ACTIVITY. In how many lines of the records does the string "hair" appear? State only the number.

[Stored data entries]

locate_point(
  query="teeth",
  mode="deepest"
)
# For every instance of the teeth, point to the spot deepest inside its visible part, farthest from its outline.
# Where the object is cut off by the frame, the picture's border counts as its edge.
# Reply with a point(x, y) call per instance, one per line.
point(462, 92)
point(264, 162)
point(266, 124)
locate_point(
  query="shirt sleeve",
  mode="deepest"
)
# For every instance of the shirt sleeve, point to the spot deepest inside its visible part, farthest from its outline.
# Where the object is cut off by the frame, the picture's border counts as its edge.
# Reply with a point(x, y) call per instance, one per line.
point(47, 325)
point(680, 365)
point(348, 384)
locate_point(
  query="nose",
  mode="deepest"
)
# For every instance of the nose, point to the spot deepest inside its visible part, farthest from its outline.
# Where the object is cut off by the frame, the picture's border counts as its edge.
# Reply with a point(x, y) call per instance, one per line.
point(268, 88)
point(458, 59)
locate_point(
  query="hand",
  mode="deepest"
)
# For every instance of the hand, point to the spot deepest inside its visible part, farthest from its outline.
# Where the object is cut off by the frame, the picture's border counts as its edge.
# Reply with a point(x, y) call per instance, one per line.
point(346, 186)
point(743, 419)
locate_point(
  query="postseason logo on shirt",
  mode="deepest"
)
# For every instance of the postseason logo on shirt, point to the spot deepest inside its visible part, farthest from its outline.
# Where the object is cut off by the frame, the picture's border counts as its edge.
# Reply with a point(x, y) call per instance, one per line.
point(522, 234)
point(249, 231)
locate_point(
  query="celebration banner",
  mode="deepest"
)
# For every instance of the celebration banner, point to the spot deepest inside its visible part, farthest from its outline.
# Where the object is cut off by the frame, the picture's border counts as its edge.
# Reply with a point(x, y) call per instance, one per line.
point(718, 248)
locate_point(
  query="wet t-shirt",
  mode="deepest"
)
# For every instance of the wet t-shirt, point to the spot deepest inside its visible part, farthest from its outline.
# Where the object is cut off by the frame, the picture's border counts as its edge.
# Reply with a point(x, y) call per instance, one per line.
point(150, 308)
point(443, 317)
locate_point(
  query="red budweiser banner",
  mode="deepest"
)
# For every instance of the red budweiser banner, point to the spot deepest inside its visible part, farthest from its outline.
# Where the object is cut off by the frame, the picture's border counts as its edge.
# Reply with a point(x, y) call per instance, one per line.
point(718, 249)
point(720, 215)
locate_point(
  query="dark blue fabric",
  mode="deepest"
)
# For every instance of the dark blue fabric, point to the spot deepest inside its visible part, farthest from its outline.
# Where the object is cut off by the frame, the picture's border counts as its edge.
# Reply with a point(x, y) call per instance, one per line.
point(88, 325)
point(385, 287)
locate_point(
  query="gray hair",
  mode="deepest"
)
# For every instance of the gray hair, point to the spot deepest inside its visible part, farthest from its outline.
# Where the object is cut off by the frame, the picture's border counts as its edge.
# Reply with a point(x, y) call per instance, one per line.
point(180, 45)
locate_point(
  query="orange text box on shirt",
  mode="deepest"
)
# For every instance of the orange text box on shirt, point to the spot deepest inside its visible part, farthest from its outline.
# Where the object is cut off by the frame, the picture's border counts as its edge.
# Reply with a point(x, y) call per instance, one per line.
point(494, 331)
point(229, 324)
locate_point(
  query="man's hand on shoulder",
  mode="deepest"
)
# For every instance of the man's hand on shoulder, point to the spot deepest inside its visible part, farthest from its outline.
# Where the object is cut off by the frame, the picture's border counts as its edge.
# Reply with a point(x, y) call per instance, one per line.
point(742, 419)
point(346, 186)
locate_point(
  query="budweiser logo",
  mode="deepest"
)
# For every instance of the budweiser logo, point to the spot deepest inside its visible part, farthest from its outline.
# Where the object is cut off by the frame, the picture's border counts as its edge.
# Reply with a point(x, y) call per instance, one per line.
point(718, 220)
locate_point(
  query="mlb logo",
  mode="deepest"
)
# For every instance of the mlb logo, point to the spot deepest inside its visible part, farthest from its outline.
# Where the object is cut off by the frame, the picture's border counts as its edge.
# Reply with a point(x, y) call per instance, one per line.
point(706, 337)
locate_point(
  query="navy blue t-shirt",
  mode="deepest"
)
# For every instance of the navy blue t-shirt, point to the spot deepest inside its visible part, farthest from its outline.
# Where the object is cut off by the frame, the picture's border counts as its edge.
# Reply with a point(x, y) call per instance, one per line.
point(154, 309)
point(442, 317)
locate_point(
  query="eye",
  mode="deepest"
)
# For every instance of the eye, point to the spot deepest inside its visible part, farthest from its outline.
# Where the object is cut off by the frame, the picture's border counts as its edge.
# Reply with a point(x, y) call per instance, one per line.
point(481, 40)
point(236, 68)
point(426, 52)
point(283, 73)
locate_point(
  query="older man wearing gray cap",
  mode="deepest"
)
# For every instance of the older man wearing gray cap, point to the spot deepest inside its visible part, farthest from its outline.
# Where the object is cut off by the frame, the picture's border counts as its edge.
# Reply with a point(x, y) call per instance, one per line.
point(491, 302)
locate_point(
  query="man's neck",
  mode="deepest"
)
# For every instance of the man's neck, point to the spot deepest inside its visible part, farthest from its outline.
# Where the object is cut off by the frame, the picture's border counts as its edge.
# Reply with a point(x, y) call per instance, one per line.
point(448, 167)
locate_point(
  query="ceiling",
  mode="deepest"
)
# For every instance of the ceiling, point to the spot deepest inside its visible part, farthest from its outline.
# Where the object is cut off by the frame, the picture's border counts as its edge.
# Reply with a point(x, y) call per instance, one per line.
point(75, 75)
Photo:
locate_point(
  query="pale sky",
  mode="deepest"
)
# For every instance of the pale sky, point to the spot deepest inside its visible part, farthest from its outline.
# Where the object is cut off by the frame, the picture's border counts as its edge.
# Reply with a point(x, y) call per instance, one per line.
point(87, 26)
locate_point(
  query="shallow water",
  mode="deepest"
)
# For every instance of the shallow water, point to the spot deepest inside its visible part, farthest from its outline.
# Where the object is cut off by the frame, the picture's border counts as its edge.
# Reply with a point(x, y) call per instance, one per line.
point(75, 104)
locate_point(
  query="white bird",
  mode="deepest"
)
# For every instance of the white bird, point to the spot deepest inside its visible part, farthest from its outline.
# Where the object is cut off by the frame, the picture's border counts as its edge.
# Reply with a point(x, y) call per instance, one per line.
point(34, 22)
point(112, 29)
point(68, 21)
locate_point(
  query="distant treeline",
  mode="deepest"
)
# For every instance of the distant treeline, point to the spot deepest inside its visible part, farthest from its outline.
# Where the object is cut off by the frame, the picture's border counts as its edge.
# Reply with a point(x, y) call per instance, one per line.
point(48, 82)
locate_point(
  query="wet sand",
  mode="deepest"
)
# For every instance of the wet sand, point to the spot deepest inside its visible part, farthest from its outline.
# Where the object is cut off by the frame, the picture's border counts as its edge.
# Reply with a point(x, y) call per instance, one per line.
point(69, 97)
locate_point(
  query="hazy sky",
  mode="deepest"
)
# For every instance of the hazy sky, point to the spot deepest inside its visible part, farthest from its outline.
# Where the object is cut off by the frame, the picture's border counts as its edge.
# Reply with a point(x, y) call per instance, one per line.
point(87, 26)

ANSWER BELOW. 2